The idea that all failure modes follow an Arrhenius temperature 
dependence over many orders of magnitude is completely up a pole. 
MIL-HDBK-217 really ought to be relegated to a museum.

Cheers

Phil Hobbs

-- 
Dr Philip C D Hobbs
Principal Consultant
ElectroOptical Innovations LLC / Hobbs ElectroOptics
Optics, Electro-optics, Photonics, Analog Electronics
Briarcliff Manor NY 10510

http://electrooptical.net
http://hobbs-eo.com

On 12/6/2022 3:10 PM, John Walliker wrote:
> There are some assumptions about the thermodynamics of the
> failure mechanisms built into many accelerated testing scenarios
> which are sometimes not justified.

Again, my point is that you need to understand your design and the
environment in which it will operate before you can create a
burn-in strategy.  And, you need to monitor the EXPECTED failures
in your burnin process to determine if the characterization of the
product needs to be updated (new model).

Places that take this seriously usually have staff on hand to
keep track of the process on all such products.  After release
to manufacturing, engineering only gets re-involved when "they"
discover something has changed (component suppliers, process,
etc.)

Early in my career, I used an MNOS WAROM in a design.  The
*suggested* burnin regimen would have caused 100% failures
in the first few *hours* as the device was only guaranteed
for ~1,000 (that's "one thousand") write cycles.  So, we had
to come up with a different way of exercising the design that
didn't involve repeated accesses to that device.

Similar issues exist, today, with MLC flash, etc.

On Tuesday, 6 December 2022 at 19:38:38 UTC, Don Y wrote:
> On 12/6/2022 10:05 AM, legg wrote: 
> > On Mon, 5 Dec 2022 05:09:48 -0700, Don Y <blocked...@foo.invalid> 
> > wrote: 
> > 
> >> On 12/4/2022 10:46 AM, Joe Gwinn wrote: 
> >>> I was doing much the same in the late 1970s. We had a number of new 
> >>> SEL 32/55 midi computers, with this brand new semiconductor RAM memory 
> >>> (replacing magnetic core memory), and were having lots of early 
> >>> failures. 
> >>> 
> >>> So, I decided to give them some hot summer days: The computers were 
> >>> looping on a memory test, as before, but now with their air intakes 
> >>> partially blocked by cardboard, with a thermocouple in the core so we 
> >>> could adjust the cardboard to achieve the max allowed temperature. 
> >>> 
> >>> Initially, delivered units would fail within a day. We would remove 
> >>> the cardboard et al and call the vendor, who would then find and 
> >>> replace the failed memory. Rinse and repeat. 
> >>> 
> >>> Pretty soon, the vendor instituted a hot screening program before 
> >>> delivery, it being far cheaper to fix in factory than the field, and 
> >>> in a year or two semiconductor memory field reliability had improved 
> >>> greatly. 
> >> 
> >> But, the vendor likely didn't just "block the vents" and *hope* 
> >> ALL the early faults would manifest in the first 24 hours. 
> >> 
> >> Instead, he likely stressed a sample population over a longer 
> >> period of time and recorded the failure rates, over time -- looking 
> >> for the "knee" at which the failure rate leveled off. Longer burnin 
> >> times would just needlessly shorten the useful life of the device; 
> >> shorter would risk some number of infant mortality failures slipping 
> >> through to manifest at the customer.

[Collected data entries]
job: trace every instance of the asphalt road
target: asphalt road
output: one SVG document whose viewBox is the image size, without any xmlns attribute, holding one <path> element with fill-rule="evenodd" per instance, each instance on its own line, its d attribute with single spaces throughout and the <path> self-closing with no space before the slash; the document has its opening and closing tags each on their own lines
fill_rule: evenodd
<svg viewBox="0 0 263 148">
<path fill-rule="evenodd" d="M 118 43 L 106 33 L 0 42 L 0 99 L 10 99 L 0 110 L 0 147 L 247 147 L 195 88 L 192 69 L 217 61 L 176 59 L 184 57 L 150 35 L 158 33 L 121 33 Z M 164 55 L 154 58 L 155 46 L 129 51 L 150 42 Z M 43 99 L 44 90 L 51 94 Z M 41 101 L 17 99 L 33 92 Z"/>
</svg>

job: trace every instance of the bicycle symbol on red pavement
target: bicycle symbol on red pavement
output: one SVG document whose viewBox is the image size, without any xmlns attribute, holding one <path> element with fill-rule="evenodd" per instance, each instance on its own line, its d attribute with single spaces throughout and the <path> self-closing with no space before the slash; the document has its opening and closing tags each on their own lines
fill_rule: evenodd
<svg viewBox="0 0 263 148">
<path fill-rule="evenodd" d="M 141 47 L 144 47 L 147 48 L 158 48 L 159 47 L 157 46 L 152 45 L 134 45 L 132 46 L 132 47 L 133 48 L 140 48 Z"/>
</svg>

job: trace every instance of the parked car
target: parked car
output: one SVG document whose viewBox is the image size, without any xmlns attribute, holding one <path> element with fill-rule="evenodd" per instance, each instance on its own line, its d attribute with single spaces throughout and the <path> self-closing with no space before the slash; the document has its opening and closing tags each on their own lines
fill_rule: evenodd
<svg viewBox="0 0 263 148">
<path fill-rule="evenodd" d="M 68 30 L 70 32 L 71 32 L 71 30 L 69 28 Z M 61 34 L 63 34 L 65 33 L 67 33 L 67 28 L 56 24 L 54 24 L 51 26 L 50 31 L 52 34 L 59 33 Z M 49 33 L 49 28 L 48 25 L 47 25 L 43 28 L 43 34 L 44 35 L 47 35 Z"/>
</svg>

Required work ::
[1] Rewrite the part of the burn-in discussion that opens with the words containing "http://electrooptical.net" and closes with "updated (new model).", substituting "screening plan" for "burn-in strategy".
[2] Answer these questions using the burn-in discussion:
(a) Which handbook does the text say ought to be relegated to a museum?
(b) For roughly how many write cycles was the MNOS WAROM guaranteed?
(c) What did the vendor of the SEL 32/55 computers institute before delivery?

Solution set ::
[1]
http://electrooptical.net
http://hobbs-eo.com

On 12/6/2022 3:10 PM, John Walliker wrote:
> There are some assumptions about the thermodynamics of the
> failure mechanisms built into many accelerated testing scenarios
> which are sometimes not justified.

Again, my point is that you need to understand your design and the
environment in which it will operate before you can create a
screening plan.  And, you need to monitor the EXPECTED failures
in your burnin process to determine if the characterization of the
product needs to be updated (new model).

[2]
(a) MIL-HDBK-217.
(b) About 1,000 write cycles.
(c) A hot screening program.